__What you will do__
Rescale the box coordinates in the answers below. Write out all of these lines again, requests included, multiplying each coordinate by 2.2 and rounding to the nearest whole number, with halves rounded up.

__Data excerpts__
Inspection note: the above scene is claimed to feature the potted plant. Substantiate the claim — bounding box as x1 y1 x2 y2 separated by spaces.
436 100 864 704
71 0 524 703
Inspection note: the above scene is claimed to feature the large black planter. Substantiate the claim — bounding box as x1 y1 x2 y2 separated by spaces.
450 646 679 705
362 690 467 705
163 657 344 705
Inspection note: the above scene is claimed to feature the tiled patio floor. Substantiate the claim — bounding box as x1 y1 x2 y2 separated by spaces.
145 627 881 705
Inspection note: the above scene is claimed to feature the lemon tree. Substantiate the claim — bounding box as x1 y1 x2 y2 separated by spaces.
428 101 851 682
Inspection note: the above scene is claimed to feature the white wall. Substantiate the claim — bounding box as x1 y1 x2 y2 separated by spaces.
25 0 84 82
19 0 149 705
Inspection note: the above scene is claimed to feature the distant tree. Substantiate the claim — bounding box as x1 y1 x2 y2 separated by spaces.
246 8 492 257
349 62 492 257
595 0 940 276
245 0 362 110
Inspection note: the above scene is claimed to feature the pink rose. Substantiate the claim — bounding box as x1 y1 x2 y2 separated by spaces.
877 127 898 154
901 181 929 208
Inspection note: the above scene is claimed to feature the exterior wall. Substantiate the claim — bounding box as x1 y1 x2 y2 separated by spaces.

__The result__
Inspection note: the above scene is claimed to feature the potted plant. Substantiate the claim — bounding box as x1 y1 x2 y2 separated by spaces.
959 220 1901 1549
156 0 1153 1547
Inspection note: the above scene is claimed to feature the large black planter. Substantiate the claim — bounding box as x1 y1 x2 y2 separated by spaces.
990 1421 1494 1551
796 1518 1027 1551
359 1445 757 1551
Inspection note: the above scene is claimed to feature the tiled patio floor. Substantiate the claim — bounding box as x1 y1 x2 y2 separated by spaces.
319 1379 1938 1551
Inspection note: the above scene is claimed to feature the lemon tree. Substantiate the claim — bounding box as x1 y1 x2 y2 separated by spaces.
942 222 1872 1500
Inspection note: the above scene is claimed to feature the white wall. Substantiate the claim — bounding box as x1 y1 x2 y2 separated by spaces.
55 0 185 180
42 0 328 1551
Inspection note: the above scene is claimed to feature the distant tree. Substantiate the claim — bounding box as x1 y1 x2 y2 separated by spaces.
541 18 1082 565
768 136 1082 565
1309 0 2068 607
539 0 796 242
Inspection note: the above scene is claimed to feature the pink rose. Substantiate the claim — bounding box as x1 y1 x2 y2 separated by spaces.
1929 279 1976 339
1982 398 2044 458
Inspection note: the above scene is claimed to feature the exterior wall. Substantiate the claim — bounding box as x1 y1 x2 y2 separated by spaces.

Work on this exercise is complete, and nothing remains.